(EXERCISE AIM): All lines in the records that carry the string "mask" are to be shown.

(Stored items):
···
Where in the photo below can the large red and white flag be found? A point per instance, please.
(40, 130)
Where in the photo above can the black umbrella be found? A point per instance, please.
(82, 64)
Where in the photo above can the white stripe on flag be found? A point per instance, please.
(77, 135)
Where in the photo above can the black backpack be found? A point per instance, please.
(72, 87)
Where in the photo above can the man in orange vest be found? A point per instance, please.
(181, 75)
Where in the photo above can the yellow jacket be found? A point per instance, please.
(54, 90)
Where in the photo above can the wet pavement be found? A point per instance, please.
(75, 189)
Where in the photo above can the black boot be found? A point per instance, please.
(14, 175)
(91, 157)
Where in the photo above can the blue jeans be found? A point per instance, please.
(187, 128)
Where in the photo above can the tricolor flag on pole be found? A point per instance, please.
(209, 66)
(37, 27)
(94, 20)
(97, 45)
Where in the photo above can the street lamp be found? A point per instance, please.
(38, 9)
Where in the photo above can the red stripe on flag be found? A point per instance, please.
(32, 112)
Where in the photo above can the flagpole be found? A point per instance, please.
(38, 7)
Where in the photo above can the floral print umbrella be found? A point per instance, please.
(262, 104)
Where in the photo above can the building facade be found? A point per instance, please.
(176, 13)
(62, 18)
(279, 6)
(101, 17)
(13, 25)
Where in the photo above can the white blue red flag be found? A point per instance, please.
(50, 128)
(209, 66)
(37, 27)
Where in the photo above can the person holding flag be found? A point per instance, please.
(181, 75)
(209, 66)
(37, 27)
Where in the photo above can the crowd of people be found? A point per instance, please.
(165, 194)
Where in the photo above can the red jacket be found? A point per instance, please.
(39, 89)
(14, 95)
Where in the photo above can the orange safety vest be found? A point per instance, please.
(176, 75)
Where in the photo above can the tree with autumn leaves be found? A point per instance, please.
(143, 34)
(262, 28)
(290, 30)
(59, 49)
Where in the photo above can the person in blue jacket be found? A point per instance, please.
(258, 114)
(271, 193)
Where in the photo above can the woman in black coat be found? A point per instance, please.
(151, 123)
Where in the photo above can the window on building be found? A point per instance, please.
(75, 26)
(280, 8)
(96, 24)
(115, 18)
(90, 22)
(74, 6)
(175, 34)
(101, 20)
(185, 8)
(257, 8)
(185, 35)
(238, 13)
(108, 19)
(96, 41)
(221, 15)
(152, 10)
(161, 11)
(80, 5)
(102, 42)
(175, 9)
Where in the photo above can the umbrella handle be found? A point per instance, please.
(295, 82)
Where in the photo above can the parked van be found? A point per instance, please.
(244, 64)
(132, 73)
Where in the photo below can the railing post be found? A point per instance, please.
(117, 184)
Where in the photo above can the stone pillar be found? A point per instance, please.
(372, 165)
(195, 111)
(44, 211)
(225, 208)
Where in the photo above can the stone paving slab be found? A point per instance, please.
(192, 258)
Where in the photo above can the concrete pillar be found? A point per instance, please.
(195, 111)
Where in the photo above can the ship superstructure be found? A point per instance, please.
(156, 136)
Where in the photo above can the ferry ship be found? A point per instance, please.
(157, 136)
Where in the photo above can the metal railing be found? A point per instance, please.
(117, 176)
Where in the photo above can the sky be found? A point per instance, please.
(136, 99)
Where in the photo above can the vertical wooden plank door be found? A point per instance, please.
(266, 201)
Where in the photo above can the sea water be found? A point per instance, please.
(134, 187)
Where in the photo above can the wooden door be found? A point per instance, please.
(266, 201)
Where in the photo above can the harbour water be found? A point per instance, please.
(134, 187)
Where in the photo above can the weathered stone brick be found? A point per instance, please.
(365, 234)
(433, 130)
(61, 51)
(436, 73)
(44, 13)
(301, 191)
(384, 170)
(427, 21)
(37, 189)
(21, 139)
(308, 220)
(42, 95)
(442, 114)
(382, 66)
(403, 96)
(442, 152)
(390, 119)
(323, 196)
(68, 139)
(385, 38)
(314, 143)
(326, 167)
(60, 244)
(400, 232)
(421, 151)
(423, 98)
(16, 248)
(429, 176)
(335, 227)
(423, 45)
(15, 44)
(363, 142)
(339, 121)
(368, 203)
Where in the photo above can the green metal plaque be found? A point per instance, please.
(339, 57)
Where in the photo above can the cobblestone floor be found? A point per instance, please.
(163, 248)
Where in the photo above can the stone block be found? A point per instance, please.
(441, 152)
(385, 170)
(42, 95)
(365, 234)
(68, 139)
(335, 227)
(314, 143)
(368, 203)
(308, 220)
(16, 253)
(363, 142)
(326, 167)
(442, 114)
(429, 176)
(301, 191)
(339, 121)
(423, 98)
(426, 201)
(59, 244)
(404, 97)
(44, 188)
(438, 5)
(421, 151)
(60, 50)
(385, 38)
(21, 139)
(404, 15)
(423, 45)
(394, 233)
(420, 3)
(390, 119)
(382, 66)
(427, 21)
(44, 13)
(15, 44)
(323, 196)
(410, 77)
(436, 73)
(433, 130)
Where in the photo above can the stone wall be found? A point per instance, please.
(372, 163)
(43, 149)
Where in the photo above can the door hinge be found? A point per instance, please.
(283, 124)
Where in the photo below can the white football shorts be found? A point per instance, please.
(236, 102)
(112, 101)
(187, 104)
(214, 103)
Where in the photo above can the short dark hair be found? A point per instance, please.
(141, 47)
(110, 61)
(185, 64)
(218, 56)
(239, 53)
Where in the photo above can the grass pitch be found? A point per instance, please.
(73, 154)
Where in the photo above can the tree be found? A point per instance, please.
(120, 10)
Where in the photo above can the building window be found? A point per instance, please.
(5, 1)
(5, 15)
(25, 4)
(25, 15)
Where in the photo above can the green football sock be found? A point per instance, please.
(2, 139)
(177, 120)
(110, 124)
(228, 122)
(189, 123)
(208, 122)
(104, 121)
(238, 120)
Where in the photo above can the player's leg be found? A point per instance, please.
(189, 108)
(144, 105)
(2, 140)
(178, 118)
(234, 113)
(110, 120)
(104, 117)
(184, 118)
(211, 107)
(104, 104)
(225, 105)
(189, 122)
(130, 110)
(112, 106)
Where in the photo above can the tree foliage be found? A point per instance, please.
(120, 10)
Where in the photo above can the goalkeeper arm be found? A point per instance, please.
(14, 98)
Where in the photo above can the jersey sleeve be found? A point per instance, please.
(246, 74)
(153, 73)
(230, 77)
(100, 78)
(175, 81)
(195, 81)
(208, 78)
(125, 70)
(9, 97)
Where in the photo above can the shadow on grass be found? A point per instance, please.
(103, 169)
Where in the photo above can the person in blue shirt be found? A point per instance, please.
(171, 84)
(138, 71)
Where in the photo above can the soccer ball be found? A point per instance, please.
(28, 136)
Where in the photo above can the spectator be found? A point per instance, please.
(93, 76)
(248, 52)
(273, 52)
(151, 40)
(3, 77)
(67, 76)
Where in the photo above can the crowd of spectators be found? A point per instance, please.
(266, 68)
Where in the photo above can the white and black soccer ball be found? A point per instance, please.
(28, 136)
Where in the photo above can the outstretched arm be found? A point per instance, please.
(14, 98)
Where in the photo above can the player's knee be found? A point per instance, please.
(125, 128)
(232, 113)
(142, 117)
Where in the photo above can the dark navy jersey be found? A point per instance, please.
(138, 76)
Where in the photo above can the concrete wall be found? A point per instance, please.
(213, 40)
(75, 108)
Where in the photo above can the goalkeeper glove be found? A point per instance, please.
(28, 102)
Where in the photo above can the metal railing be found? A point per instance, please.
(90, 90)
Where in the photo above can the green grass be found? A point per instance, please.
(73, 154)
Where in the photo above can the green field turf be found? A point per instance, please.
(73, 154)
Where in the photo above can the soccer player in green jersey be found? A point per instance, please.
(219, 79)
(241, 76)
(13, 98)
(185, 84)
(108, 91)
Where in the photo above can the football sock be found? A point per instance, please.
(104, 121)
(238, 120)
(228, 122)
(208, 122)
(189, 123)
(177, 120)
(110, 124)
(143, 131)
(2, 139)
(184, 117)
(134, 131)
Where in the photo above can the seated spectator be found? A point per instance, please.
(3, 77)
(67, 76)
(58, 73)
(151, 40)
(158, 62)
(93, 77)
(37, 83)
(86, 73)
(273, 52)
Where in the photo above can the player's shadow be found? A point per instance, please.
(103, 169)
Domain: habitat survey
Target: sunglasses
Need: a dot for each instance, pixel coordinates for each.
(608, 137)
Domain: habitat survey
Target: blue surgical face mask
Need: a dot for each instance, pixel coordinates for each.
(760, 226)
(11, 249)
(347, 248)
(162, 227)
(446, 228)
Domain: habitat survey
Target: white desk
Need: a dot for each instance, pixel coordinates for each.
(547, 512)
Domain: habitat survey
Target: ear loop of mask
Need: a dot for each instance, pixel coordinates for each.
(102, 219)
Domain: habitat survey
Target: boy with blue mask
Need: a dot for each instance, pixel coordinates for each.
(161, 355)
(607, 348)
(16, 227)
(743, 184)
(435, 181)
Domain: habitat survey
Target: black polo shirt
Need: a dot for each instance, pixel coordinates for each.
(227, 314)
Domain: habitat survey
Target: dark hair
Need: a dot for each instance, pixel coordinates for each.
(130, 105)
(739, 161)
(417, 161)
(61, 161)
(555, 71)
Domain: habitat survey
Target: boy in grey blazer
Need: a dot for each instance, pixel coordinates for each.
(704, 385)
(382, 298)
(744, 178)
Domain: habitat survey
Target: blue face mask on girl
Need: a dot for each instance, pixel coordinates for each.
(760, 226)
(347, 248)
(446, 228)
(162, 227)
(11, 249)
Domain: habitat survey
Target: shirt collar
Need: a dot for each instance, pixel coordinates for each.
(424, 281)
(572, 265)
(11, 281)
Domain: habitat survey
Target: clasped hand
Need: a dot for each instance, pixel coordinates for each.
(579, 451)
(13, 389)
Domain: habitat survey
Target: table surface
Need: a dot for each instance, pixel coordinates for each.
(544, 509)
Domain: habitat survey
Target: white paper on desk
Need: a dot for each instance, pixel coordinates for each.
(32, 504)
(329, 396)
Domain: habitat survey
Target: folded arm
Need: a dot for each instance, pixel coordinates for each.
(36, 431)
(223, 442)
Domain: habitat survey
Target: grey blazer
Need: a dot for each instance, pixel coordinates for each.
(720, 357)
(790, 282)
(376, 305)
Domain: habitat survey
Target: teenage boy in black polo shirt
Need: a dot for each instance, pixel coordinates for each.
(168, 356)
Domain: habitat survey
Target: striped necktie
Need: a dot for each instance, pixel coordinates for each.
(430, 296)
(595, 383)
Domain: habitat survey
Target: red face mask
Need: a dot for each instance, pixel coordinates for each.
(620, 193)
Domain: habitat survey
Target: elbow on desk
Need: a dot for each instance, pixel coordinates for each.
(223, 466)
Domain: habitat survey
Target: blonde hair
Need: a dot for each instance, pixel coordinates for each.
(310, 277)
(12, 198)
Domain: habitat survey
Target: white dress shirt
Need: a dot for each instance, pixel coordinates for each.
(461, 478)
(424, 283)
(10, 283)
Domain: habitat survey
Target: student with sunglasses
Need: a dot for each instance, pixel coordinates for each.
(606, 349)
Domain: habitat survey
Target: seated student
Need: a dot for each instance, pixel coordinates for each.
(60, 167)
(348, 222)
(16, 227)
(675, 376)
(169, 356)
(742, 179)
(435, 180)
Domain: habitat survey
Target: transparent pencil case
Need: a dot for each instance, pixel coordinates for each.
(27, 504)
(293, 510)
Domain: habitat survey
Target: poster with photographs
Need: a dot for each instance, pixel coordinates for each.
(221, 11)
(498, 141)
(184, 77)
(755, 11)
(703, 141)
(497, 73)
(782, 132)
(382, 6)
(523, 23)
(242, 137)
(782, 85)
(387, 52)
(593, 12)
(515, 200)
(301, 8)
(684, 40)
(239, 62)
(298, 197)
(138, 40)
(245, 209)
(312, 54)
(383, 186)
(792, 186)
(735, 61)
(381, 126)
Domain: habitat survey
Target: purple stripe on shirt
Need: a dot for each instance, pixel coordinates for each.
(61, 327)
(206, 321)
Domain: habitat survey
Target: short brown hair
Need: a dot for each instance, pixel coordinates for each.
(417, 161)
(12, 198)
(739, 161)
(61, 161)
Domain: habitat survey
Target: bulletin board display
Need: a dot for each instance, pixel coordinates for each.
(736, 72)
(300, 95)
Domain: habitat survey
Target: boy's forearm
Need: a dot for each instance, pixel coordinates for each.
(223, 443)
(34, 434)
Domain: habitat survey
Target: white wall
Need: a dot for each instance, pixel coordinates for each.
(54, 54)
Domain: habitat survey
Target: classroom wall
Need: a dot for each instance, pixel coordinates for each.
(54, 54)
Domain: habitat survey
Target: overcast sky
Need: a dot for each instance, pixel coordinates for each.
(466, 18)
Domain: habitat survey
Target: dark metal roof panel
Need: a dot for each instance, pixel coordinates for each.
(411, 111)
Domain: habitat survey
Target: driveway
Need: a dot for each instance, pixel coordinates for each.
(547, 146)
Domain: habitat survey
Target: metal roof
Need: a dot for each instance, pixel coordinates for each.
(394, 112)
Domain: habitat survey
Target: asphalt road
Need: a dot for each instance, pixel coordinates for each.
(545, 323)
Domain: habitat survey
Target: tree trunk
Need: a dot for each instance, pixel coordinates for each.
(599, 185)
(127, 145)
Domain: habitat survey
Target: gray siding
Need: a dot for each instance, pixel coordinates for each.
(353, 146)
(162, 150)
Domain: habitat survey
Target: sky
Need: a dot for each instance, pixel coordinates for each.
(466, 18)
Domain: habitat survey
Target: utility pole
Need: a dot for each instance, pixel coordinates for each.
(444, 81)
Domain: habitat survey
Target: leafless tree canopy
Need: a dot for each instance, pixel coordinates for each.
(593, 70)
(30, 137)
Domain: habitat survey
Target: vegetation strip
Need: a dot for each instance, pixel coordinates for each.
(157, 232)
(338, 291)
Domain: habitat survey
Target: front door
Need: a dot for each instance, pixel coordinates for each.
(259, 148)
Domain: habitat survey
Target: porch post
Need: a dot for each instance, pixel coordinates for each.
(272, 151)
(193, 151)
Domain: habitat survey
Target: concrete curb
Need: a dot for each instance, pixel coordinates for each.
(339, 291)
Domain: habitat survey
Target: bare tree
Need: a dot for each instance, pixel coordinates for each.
···
(OUTPUT FOR THIS EXERCISE):
Target: blue surgical face mask
Target: ear loop of mask
Target: boy with blue mask
Target: blue face mask on girl
Target: red face mask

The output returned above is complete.